Transcribe everything from "Of specific importance" down to "staging is performed." in the passage below on mammary tumors in cats.

• _Reading text_:
········

Mammary neoplasia has been reported in cats from 9 months to 23 years of age, with a mean age of occurrence of 10–12 years.
As in dogs, hormonal influence is also reported to be part of the pathogenesis in feline MTs. The risk of developing MTs is seven times higher in intact compared to oophorectomized cats. No protective effect of spaying performed after 2 years of age is seen. However, cats spayed at less than 1 year old do still develop MTs, so the effect of early neutering does not completely eliminate the risk of MTs. There is a strong association between prior use of progesterone-like drugs and development of benign and malignant MTs. Positive ER status has been reported to be as low as 10% in feline tumors, far lower than in dogs and humans. This reflects the higher percentage of malignant tumors seen in the cat.
The most common histological classification is adenocarcinoma, accounting for over 85% of tumors. Vascular invasion and, to an even higher degree, lymphatic invasion may be present upon histological examination and are of prognostic significance as they suggest metastatic propensity. Rare benign mammary gland dysplasias (fibroadenomatous hyperplasia) are an important part of a differential diagnosis and may sometimes resemble a severe clinical condition.
Of specific importance when staging feline MT is to describe the primary tumor (i.e., define T) and evaluate the presence of metastasis (i.e., define M). For the primary tumor, number of tumors, size (of prognostic significance on its own), location, and signs of infiltrative growth (fixation to skin/underlying fascia) should be examined. The size of the tumor influences the prognosis, tumors < 3-cm diameter being associated with better survival rates compared to those > 3-cm. As in the dog, staging is performed.

········

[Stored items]

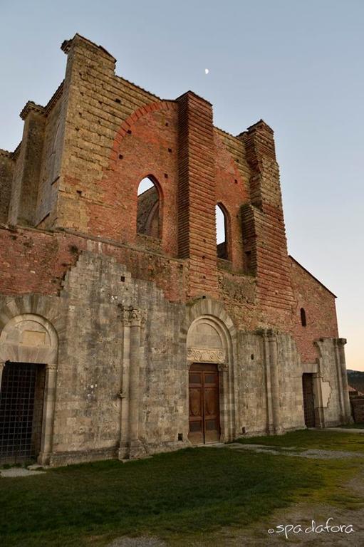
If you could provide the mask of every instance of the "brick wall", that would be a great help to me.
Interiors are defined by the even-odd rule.
[[[46,107],[28,103],[23,112],[10,214],[13,223],[23,218],[27,172],[38,192],[33,224],[56,231],[5,231],[5,293],[57,293],[74,259],[70,246],[99,241],[98,252],[124,261],[137,278],[155,279],[172,301],[209,296],[244,330],[293,330],[311,360],[315,337],[337,332],[335,306],[288,261],[272,130],[261,120],[234,137],[213,127],[211,105],[194,93],[162,100],[115,75],[115,58],[78,35],[62,48],[64,83]],[[160,196],[160,242],[137,235],[137,188],[147,176]],[[217,204],[227,219],[225,261],[217,259]],[[25,271],[14,267],[17,257]],[[326,311],[304,335],[301,293],[309,316]]]
[[[313,340],[338,337],[335,296],[293,259],[290,261],[294,294],[292,334],[302,360],[312,363],[318,356]],[[301,321],[301,308],[306,313],[306,327]]]

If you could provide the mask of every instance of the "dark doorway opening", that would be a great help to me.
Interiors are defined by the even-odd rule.
[[[46,368],[10,363],[0,389],[0,462],[34,459],[41,448]]]
[[[302,375],[303,391],[303,412],[307,427],[315,427],[315,404],[313,398],[313,375],[305,373]]]
[[[220,438],[219,372],[217,365],[193,363],[189,369],[189,433],[194,444]]]

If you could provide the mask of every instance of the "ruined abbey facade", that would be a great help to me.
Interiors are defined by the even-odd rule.
[[[0,150],[0,460],[347,422],[335,296],[288,255],[272,130],[233,136],[195,93],[160,99],[78,34],[62,49]]]

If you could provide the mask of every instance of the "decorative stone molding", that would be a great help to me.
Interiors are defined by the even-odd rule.
[[[137,308],[123,308],[121,310],[121,321],[125,326],[144,327],[147,321],[147,312]]]
[[[225,363],[227,352],[225,350],[209,350],[207,348],[189,348],[187,360],[194,363]]]

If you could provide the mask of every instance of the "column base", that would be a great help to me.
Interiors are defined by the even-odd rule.
[[[137,459],[137,458],[145,458],[145,456],[147,456],[147,451],[142,443],[139,440],[130,441],[129,458],[130,459]]]
[[[49,465],[51,452],[39,452],[36,459],[39,465]]]

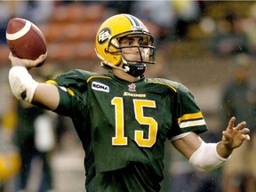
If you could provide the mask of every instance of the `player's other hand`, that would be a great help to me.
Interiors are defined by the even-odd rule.
[[[22,66],[28,69],[38,67],[40,63],[43,63],[47,57],[47,52],[45,54],[40,55],[36,60],[31,60],[27,59],[20,59],[12,55],[12,52],[9,54],[9,59],[12,62],[12,67]]]
[[[244,140],[250,140],[250,130],[246,128],[246,123],[241,122],[236,126],[234,126],[236,118],[230,118],[228,128],[222,132],[222,143],[224,146],[233,150],[242,145]]]

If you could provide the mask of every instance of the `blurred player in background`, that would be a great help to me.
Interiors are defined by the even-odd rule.
[[[10,54],[9,81],[21,100],[70,116],[85,151],[86,191],[159,191],[166,139],[201,170],[221,166],[250,140],[246,123],[231,117],[219,143],[207,131],[195,98],[181,84],[143,75],[155,64],[154,38],[129,14],[108,18],[96,35],[96,52],[108,73],[71,70],[38,83],[28,69],[42,62]],[[227,122],[228,123],[228,122]]]
[[[223,190],[227,192],[256,191],[256,87],[250,80],[252,58],[244,53],[233,57],[232,78],[224,88],[221,100],[221,122],[230,116],[245,120],[252,127],[252,142],[236,150],[230,162],[223,167]]]

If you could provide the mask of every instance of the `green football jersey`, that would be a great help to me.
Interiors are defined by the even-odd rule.
[[[193,95],[176,82],[72,70],[52,83],[60,95],[56,112],[72,118],[85,151],[87,191],[159,191],[166,139],[207,130]]]

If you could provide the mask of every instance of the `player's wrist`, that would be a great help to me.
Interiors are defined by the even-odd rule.
[[[225,145],[223,140],[220,141],[217,144],[216,150],[217,150],[218,155],[223,158],[228,158],[228,156],[233,152],[233,148]]]

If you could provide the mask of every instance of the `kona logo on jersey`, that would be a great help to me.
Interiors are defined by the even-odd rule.
[[[137,94],[137,93],[131,93],[131,92],[124,92],[124,96],[128,97],[146,97],[146,94]]]
[[[99,44],[104,44],[111,37],[110,36],[110,29],[109,28],[103,28],[99,36],[98,36],[98,42]]]
[[[136,92],[136,84],[134,83],[128,85],[128,90],[130,92]]]
[[[109,92],[109,87],[108,86],[107,86],[106,84],[98,83],[98,82],[92,82],[92,89],[96,90],[96,91],[100,91],[100,92]]]

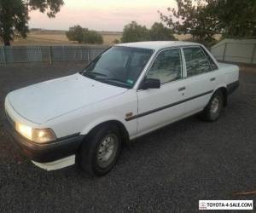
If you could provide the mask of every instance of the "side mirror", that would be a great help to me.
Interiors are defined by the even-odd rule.
[[[146,78],[142,85],[143,89],[160,89],[160,81],[155,78]]]

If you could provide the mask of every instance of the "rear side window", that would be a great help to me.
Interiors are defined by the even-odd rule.
[[[187,76],[195,76],[212,71],[211,66],[200,47],[183,48]]]
[[[159,54],[147,74],[148,78],[156,78],[161,83],[182,78],[182,60],[179,49],[163,50]]]
[[[207,60],[211,65],[212,70],[217,70],[218,66],[217,65],[214,63],[213,60],[212,59],[212,57],[209,55],[209,54],[206,51],[206,49],[204,49],[203,48],[201,48],[201,49],[203,50],[204,54],[207,55]]]

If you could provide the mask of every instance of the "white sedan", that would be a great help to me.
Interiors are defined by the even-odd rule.
[[[6,124],[40,168],[103,176],[130,140],[199,112],[217,120],[238,85],[239,68],[199,43],[118,44],[79,73],[9,93]]]

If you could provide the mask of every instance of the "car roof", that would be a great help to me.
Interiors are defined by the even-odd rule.
[[[177,47],[177,46],[191,46],[201,45],[197,43],[192,42],[181,42],[181,41],[157,41],[157,42],[136,42],[136,43],[125,43],[116,44],[115,46],[130,47],[130,48],[142,48],[151,49],[159,50],[160,49]]]

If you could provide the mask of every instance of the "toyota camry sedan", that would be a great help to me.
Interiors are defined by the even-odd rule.
[[[103,176],[131,140],[196,113],[218,119],[238,85],[239,68],[201,44],[122,43],[80,72],[10,92],[6,127],[37,166]]]

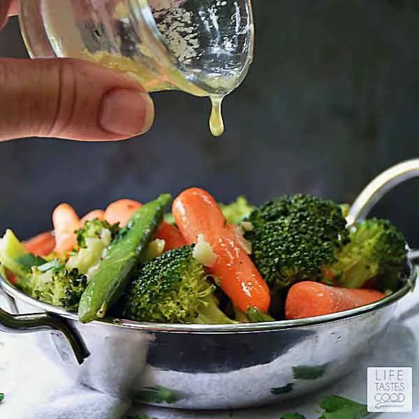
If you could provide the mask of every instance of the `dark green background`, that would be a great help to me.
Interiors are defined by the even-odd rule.
[[[226,101],[221,139],[208,131],[208,101],[166,92],[154,95],[156,123],[141,138],[0,144],[0,230],[45,230],[61,201],[83,214],[120,197],[146,201],[193,185],[224,201],[299,191],[351,201],[379,172],[416,156],[417,0],[253,3],[256,61]],[[15,22],[0,36],[0,55],[25,56]],[[419,179],[411,181],[378,207],[412,244],[419,244],[418,193]]]

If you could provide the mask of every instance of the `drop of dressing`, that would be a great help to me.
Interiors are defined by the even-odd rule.
[[[210,129],[214,137],[219,137],[224,132],[224,122],[221,114],[221,104],[224,96],[210,96],[212,109],[210,117]]]

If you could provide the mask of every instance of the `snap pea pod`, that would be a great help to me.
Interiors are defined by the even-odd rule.
[[[120,231],[82,295],[78,309],[80,321],[104,317],[120,297],[171,199],[169,194],[163,194],[142,205]]]

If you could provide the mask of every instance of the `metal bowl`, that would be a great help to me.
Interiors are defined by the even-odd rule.
[[[419,159],[385,172],[355,200],[348,222],[418,175]],[[308,394],[352,369],[376,346],[416,279],[409,262],[401,288],[373,304],[301,320],[223,325],[111,318],[82,324],[75,314],[33,300],[0,279],[10,311],[0,309],[0,330],[48,330],[40,341],[50,356],[80,382],[112,395],[174,408],[249,407]]]

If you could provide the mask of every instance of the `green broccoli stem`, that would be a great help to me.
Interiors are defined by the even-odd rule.
[[[203,304],[198,309],[198,314],[191,321],[192,323],[200,325],[235,324],[238,322],[227,317],[218,307],[214,294],[210,294],[202,299]]]

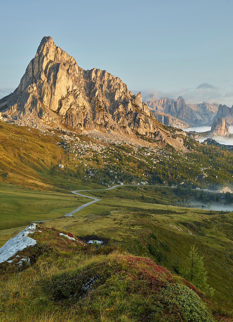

········

• _Expected answer_:
Of specific importance when staging feline MT is to describe the primary tumor (i.e., define T) and evaluate the presence of metastasis (i.e., define M). For the primary tumor, number of tumors, size (of prognostic significance on its own), location, and signs of infiltrative growth (fixation to skin/underlying fascia) should be examined. The size of the tumor influences the prognosis, tumors < 3-cm diameter being associated with better survival rates compared to those > 3-cm. As in the dog, staging is performed.